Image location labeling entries
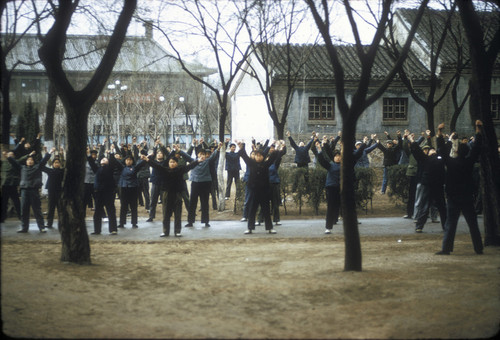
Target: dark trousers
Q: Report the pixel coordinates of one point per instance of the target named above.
(88, 194)
(412, 191)
(31, 198)
(333, 206)
(10, 192)
(128, 198)
(275, 201)
(54, 196)
(259, 198)
(232, 175)
(454, 207)
(104, 199)
(199, 190)
(248, 194)
(155, 194)
(144, 192)
(431, 194)
(172, 204)
(214, 193)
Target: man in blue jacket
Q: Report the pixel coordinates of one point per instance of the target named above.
(233, 168)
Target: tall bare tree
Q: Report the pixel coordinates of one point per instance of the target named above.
(272, 30)
(362, 98)
(77, 104)
(219, 26)
(12, 13)
(484, 56)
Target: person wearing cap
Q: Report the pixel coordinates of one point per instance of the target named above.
(54, 187)
(258, 183)
(459, 189)
(172, 189)
(201, 183)
(363, 161)
(302, 158)
(391, 153)
(430, 182)
(30, 184)
(129, 189)
(10, 183)
(104, 191)
(233, 168)
(88, 193)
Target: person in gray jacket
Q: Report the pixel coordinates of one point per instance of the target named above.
(31, 182)
(201, 183)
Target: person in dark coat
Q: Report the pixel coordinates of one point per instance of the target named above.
(233, 168)
(30, 184)
(302, 158)
(10, 182)
(129, 190)
(258, 183)
(54, 188)
(104, 191)
(430, 178)
(459, 187)
(172, 189)
(391, 157)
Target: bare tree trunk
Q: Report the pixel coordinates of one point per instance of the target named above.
(73, 229)
(353, 258)
(48, 130)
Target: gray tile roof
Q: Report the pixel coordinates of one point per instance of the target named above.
(84, 52)
(318, 67)
(432, 27)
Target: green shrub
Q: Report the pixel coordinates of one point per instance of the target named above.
(364, 187)
(399, 183)
(316, 188)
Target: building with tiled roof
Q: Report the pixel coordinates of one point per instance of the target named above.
(313, 102)
(143, 65)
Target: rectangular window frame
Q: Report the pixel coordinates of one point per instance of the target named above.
(321, 109)
(394, 109)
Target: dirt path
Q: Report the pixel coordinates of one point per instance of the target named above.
(251, 288)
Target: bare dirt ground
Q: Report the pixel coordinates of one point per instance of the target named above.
(252, 288)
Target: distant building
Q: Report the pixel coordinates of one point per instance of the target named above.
(314, 104)
(151, 99)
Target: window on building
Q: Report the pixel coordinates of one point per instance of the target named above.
(495, 106)
(395, 108)
(321, 108)
(30, 85)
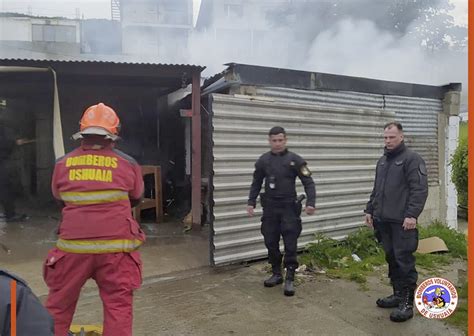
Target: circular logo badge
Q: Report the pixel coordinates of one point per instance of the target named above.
(436, 298)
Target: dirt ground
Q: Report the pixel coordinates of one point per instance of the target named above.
(183, 296)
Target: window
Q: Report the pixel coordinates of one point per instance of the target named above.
(54, 33)
(233, 11)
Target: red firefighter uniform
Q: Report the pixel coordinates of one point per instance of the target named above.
(98, 237)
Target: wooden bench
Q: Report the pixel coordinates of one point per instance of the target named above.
(149, 203)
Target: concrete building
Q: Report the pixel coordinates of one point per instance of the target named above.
(23, 36)
(243, 26)
(156, 29)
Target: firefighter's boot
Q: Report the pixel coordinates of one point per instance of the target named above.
(391, 301)
(405, 308)
(289, 288)
(276, 277)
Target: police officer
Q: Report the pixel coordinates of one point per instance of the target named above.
(397, 199)
(281, 213)
(32, 317)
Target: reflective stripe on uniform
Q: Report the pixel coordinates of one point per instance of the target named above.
(93, 197)
(98, 246)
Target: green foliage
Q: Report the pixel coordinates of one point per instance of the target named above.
(459, 317)
(459, 171)
(336, 256)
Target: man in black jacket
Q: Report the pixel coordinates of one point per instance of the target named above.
(397, 199)
(31, 317)
(281, 213)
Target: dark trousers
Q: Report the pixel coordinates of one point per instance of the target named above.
(281, 219)
(399, 246)
(7, 190)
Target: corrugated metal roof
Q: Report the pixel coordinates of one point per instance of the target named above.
(85, 60)
(245, 74)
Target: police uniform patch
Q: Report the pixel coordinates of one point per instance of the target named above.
(304, 170)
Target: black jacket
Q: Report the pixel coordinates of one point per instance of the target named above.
(401, 186)
(280, 172)
(32, 317)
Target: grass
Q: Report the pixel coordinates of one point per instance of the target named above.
(336, 256)
(462, 131)
(459, 317)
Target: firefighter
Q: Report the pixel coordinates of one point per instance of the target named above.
(281, 213)
(98, 237)
(31, 317)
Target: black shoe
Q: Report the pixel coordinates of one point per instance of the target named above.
(405, 308)
(391, 301)
(289, 288)
(274, 280)
(17, 218)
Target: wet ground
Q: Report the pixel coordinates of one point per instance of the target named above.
(234, 301)
(183, 296)
(23, 247)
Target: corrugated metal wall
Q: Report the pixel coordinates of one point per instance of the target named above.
(419, 116)
(338, 133)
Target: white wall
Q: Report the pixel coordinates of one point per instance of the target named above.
(15, 29)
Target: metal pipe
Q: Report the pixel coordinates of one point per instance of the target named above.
(196, 151)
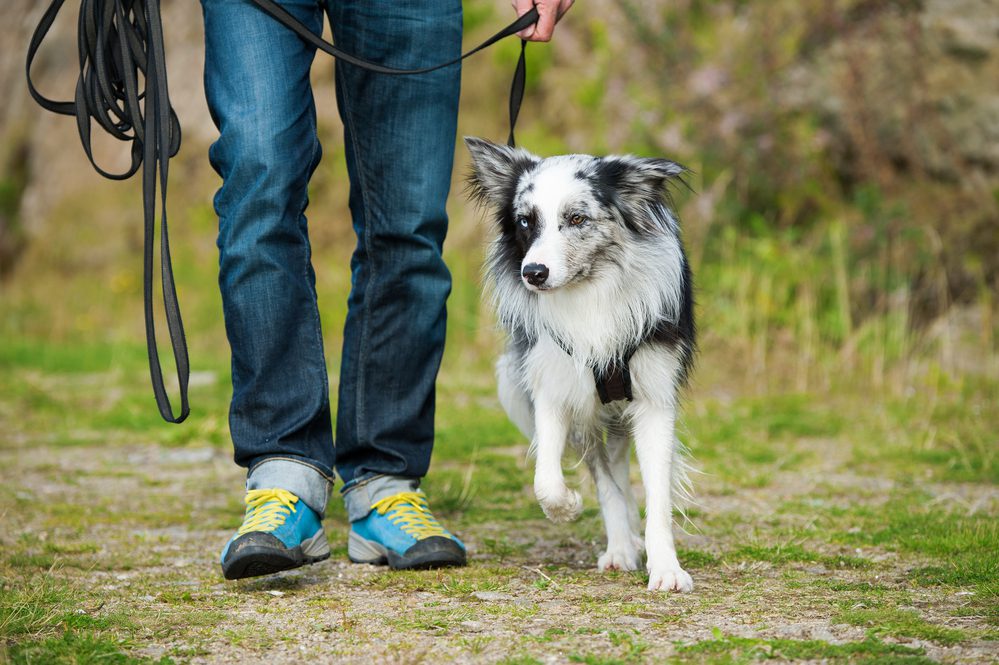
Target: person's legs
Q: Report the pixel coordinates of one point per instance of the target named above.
(400, 136)
(257, 85)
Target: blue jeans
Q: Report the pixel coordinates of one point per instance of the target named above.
(399, 133)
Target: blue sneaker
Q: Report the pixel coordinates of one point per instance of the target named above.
(278, 533)
(401, 531)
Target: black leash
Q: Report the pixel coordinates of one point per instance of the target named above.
(121, 41)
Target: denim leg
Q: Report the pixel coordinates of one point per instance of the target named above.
(258, 90)
(400, 136)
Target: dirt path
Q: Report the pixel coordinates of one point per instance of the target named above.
(127, 537)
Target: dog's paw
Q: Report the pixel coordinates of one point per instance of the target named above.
(564, 506)
(619, 558)
(670, 579)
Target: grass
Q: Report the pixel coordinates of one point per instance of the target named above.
(730, 649)
(896, 556)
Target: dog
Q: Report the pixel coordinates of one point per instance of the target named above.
(590, 281)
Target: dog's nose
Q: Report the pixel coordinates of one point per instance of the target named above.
(535, 273)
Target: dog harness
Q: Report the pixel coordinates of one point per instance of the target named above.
(613, 382)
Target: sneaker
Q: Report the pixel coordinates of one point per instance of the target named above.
(278, 533)
(401, 531)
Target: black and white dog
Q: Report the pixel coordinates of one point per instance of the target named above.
(590, 280)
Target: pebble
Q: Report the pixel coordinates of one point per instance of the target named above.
(492, 595)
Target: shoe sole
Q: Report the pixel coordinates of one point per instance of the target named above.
(255, 561)
(361, 550)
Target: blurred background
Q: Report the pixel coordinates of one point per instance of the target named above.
(842, 220)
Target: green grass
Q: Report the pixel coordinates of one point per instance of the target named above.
(730, 649)
(897, 622)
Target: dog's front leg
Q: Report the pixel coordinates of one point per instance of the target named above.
(622, 543)
(550, 433)
(655, 445)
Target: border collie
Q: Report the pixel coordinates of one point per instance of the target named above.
(590, 281)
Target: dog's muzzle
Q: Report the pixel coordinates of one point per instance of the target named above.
(535, 273)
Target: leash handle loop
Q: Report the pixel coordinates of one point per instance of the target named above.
(117, 41)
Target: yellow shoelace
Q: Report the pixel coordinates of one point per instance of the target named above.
(409, 510)
(267, 509)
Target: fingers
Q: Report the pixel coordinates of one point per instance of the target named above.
(522, 7)
(549, 12)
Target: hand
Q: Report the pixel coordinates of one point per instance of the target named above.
(549, 12)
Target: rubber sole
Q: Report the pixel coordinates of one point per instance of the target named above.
(257, 554)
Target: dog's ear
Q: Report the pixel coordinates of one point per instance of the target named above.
(638, 178)
(496, 169)
(638, 186)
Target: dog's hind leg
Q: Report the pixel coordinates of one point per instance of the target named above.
(618, 457)
(655, 444)
(622, 544)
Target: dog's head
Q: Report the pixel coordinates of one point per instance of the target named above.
(564, 219)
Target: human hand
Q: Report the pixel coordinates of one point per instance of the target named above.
(549, 12)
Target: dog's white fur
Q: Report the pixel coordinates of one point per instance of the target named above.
(609, 284)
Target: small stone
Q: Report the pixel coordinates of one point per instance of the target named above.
(492, 595)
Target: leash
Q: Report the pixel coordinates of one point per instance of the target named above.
(121, 42)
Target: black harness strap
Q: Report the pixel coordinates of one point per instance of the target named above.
(121, 42)
(614, 381)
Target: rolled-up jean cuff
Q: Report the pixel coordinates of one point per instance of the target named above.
(359, 497)
(295, 476)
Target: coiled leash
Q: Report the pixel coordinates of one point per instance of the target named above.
(120, 45)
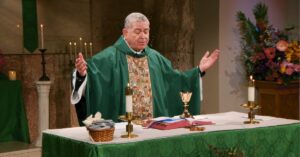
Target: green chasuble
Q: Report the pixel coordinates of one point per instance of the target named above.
(108, 76)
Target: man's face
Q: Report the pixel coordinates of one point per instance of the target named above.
(137, 36)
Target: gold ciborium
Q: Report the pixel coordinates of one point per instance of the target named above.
(186, 97)
(251, 114)
(129, 126)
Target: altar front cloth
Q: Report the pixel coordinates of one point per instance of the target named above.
(272, 137)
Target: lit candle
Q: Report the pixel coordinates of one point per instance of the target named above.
(251, 90)
(70, 50)
(42, 36)
(128, 94)
(85, 49)
(75, 51)
(91, 49)
(80, 44)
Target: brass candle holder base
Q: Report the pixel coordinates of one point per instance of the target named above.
(129, 126)
(251, 114)
(186, 97)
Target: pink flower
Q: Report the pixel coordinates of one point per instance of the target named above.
(297, 67)
(289, 70)
(257, 56)
(282, 45)
(270, 52)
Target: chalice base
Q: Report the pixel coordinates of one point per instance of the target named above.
(186, 115)
(129, 136)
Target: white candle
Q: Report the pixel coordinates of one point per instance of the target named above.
(70, 50)
(75, 50)
(85, 49)
(80, 44)
(128, 103)
(42, 36)
(251, 94)
(91, 49)
(251, 90)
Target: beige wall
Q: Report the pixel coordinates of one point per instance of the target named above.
(11, 26)
(207, 39)
(63, 21)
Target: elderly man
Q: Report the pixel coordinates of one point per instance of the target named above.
(101, 81)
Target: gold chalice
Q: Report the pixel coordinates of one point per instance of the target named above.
(129, 127)
(251, 114)
(186, 97)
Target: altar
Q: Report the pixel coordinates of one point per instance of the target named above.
(13, 120)
(271, 137)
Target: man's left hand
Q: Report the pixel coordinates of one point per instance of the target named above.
(208, 60)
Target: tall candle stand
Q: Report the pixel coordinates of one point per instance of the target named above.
(44, 76)
(186, 97)
(129, 126)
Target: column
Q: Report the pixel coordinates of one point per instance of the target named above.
(43, 89)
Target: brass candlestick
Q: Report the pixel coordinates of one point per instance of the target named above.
(251, 114)
(44, 77)
(186, 97)
(129, 126)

**Exercise description:** In the records above, return only the line that contains "Target: gold chalice" and every line after it through the last, exactly as they appear.

**Exercise solution:**
Target: gold chalice
Q: Report the pixel coordinates of one point per instance of the target named above.
(129, 127)
(251, 114)
(186, 97)
Target: altar
Q: Report the pixel coordinates of one point per instance of the target named above.
(13, 120)
(271, 137)
Target: man's left hand
Q: Report the pixel coordinates of one point per instance of the target named above.
(208, 60)
Target: tall candle stand
Q: Report the pixel coordinates of one point per instance of the target named above.
(44, 76)
(186, 97)
(129, 126)
Target: column
Q: Report the pixel coordinates of one point per instance of the target named above.
(43, 89)
Target: brass candlestick
Q: Report the pixel coordinates of one point per instance of the target named above.
(251, 114)
(44, 77)
(186, 97)
(129, 126)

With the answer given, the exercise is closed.